Problem: Word for word, quote all of the material, omitting the pictures.
>> begin Excerpted data
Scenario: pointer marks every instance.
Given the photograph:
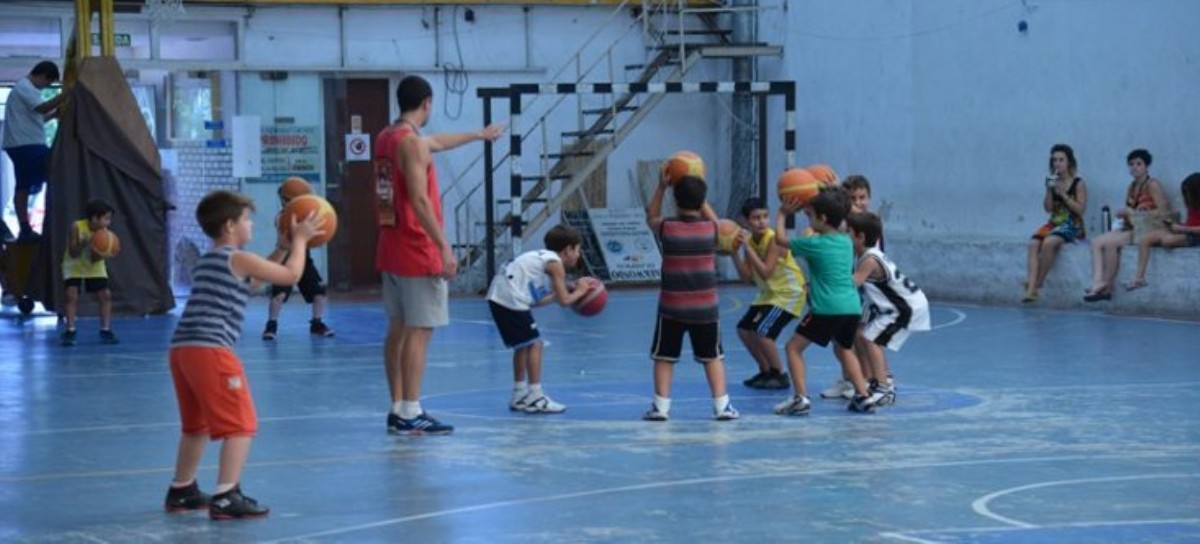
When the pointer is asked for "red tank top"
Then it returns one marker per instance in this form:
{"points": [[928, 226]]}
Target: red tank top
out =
{"points": [[405, 249]]}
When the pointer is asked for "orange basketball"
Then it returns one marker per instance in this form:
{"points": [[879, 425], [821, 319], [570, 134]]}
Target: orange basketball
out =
{"points": [[727, 237], [798, 185], [105, 243], [683, 163], [300, 207], [823, 173], [293, 187]]}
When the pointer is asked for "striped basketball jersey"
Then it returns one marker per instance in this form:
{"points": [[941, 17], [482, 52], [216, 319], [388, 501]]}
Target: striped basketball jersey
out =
{"points": [[894, 297], [689, 269], [786, 286], [215, 310], [83, 265]]}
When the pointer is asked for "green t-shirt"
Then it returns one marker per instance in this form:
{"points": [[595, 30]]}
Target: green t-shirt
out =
{"points": [[831, 259]]}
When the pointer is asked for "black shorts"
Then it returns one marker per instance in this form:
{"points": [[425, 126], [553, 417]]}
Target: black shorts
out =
{"points": [[516, 327], [311, 285], [766, 321], [821, 328], [88, 285], [706, 340]]}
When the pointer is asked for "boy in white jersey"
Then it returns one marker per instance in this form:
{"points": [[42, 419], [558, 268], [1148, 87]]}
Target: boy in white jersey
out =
{"points": [[781, 293], [533, 279], [893, 305]]}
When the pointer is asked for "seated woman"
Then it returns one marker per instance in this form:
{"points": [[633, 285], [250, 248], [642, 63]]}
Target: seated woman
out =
{"points": [[1145, 193], [1174, 235], [1066, 199]]}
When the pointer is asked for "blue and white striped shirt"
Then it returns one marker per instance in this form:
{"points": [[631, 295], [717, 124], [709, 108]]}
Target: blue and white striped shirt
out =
{"points": [[215, 310]]}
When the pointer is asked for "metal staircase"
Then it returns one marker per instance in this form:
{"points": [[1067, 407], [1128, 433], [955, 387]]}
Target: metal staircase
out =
{"points": [[677, 37]]}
>> end Excerpted data
Solution for this problem:
Scenario: pointer marks every instance.
Given the photograph:
When the pointer is asked for "red tank top"
Then it returns one marker per instance in this form:
{"points": [[928, 226]]}
Target: red tank top
out =
{"points": [[405, 249]]}
When the pointer is asked for "orange basketball"
Then it returns one marker per instance in this form:
{"points": [[879, 425], [821, 319], [570, 134]]}
Target: orange basketball
out =
{"points": [[727, 237], [798, 185], [105, 243], [683, 163], [300, 207], [823, 173], [293, 187]]}
When the pointer is asked for "striped basketball jersey"
Then it returns one marker per instance in this form:
{"points": [[941, 17], [482, 52], [216, 319], [388, 501]]}
Target: striped basketball jersey
out =
{"points": [[894, 297], [689, 269], [786, 286], [215, 310], [83, 265]]}
When the pointer is asked for "green t-shirt"
Then it returns one marker per instance in this form:
{"points": [[595, 30]]}
Target: green t-shirt
out =
{"points": [[831, 259]]}
When the pointer is asked for "black shorts"
Then it returns one marker per instance in this form:
{"points": [[425, 126], [553, 417]]}
Target: black shorts
out =
{"points": [[516, 327], [311, 285], [766, 321], [821, 328], [88, 285], [706, 340]]}
When the pointer is asked for "boy in white jersey"
Then it returns one marker per instance in this form:
{"points": [[42, 419], [558, 268], [1148, 87]]}
Target: boy in white jersey
out =
{"points": [[781, 293], [533, 279], [893, 305]]}
When the pointer is asked for "seated woman"
Then it returns one marker per instance in this form:
{"points": [[633, 285], [250, 248], [642, 63]]}
Target: seated woman
out =
{"points": [[1145, 193], [1174, 235], [1066, 199]]}
When the pointer is asked for "blue and white striped shirt"
Then it returns one marker per instance in this form:
{"points": [[631, 295], [717, 124], [709, 108]]}
Target: blue and white striped shirt
out =
{"points": [[215, 310]]}
When the pointer is asked for "metal staircase"
Then it returns one marker per instance in this form:
{"points": [[1067, 407], [1128, 433], [955, 387]]}
Target: metal staircase
out =
{"points": [[677, 37]]}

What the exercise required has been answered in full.